* **Task A**:
Reproduce the following news article on Trumbull County traffic fatalities word for word, from the first line to the last.
═════ Text segment
Published: Wed, November 14, 2012 @ 12:04 a.m.

photo

Holt

By Ed Runyan

runyan@vindy.com

WARREN

Lt. Brian Holt, commander of the Southington Post of the Ohio State Highway Patrol, first announced in July stepped-up efforts to stop dangerous driving behaviors.

At that time, Trumbull County had recorded 15 traffic fatalities — enough to put the county on pace to reach 30 for the year.

The pace hasn’t slowed in the four months since, with 14 more and a total of 29. That is far more than the 20 in 2011 but still below the 32 for 2010.

In comparison, Mahoning County has recorded 18 traffic fatalities so far this year, four fewer than this time last year, but Ohio has logged 90 more fatalities than this time last year, according to the OSHP.

Typically Trumbull County records 20 to 25 traffic fatalities per year, Holt said.

Holt said he remains focused on driver behavior, with the post taking a “zero-tolerance approach to traffic enforcement” to increase trooper visibility.

“I believe there is a direct correlation between taking aggressive enforcement and changing people’s behaviors,” Holt said.

The Southington post has drawn personnel from other posts and will use “creative scheduling” through the end of the year to get as many troopers on the road as possible, Holt said.

As for possible reasons for this year’s death total, Holt blames alcohol and drug use, as well as failure of drivers to use seat belts.

“They think it will happen to everybody else,” he said of drunken drivers and those not wearing seat belts.
══════════
* **Task B**:
In the listing below, find every line that contains the word "student" and copy each such line in full. Matching is case-sensitive.
═════ Records for the task
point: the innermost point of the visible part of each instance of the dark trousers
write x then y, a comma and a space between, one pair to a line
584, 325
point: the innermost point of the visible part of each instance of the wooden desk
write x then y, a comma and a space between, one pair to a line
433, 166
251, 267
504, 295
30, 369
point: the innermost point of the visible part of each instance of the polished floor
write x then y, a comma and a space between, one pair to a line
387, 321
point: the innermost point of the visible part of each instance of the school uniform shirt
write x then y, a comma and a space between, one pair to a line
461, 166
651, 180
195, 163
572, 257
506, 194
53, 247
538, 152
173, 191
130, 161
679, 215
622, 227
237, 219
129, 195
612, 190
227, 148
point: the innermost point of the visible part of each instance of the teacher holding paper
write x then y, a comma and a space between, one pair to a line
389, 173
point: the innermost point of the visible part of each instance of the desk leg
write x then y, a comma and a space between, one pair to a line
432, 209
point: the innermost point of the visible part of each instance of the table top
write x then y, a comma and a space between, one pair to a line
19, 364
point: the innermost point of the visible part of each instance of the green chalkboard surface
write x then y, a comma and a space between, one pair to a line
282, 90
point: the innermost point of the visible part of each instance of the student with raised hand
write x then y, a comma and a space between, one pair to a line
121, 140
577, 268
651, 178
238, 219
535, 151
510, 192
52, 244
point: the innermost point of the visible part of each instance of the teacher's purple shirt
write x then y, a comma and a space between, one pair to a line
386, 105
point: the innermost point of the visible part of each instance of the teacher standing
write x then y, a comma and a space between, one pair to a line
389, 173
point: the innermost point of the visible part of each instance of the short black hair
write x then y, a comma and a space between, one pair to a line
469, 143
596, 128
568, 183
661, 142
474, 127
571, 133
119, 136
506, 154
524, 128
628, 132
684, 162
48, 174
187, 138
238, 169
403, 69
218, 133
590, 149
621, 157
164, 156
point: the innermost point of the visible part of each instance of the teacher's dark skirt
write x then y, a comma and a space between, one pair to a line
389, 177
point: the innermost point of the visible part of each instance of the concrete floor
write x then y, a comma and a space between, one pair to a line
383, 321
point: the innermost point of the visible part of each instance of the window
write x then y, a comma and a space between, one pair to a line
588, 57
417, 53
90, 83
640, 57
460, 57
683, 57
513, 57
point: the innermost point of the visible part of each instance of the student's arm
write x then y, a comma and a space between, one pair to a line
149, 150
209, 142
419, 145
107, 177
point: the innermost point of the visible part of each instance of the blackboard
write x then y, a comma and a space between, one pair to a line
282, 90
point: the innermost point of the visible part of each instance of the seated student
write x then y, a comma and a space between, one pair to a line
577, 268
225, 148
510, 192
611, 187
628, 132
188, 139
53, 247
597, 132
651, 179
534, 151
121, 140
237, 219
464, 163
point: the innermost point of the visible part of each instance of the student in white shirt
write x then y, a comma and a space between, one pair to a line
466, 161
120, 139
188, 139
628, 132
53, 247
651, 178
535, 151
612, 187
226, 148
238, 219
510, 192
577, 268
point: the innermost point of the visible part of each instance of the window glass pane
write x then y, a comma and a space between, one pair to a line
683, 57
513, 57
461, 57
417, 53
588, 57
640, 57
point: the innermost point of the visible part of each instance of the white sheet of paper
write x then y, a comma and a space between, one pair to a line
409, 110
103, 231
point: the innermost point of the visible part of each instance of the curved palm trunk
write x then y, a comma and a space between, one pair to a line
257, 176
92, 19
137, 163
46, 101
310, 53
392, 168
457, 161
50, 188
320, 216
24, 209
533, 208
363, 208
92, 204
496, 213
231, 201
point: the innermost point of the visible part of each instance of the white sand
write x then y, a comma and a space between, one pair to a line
══════════
* **Written solution A**:
Published: Wed, November 14, 2012 @ 12:04 a.m.

photo

Holt

By Ed Runyan

runyan@vindy.com

WARREN

Lt. Brian Holt, commander of the Southington Post of the Ohio State Highway Patrol, first announced in July stepped-up efforts to stop dangerous driving behaviors.

At that time, Trumbull County had recorded 15 traffic fatalities — enough to put the county on pace to reach 30 for the year.

The pace hasn’t slowed in the four months since, with 14 more and a total of 29. That is far more than the 20 in 2011 but still below the 32 for 2010.

In comparison, Mahoning County has recorded 18 traffic fatalities so far this year, four fewer than this time last year, but Ohio has logged 90 more fatalities than this time last year, according to the OSHP.

Typically Trumbull County records 20 to 25 traffic fatalities per year, Holt said.

Holt said he remains focused on driver behavior, with the post taking a “zero-tolerance approach to traffic enforcement” to increase trooper visibility.

“I believe there is a direct correlation between taking aggressive enforcement and changing people’s behaviors,” Holt said.

The Southington post has drawn personnel from other posts and will use “creative scheduling” through the end of the year to get as many troopers on the road as possible, Holt said.

As for possible reasons for this year’s death total, Holt blames alcohol and drug use, as well as failure of drivers to use seat belts.

“They think it will happen to everybody else,” he said of drunken drivers and those not wearing seat belts.

* **Written solution B**:
point: the innermost point of the visible part of each instance of the student with raised hand
point: the innermost point of the visible part of each instance of the student's arm
point: the innermost point of the visible part of each instance of the seated student
point: the innermost point of the visible part of each instance of the student in white shirt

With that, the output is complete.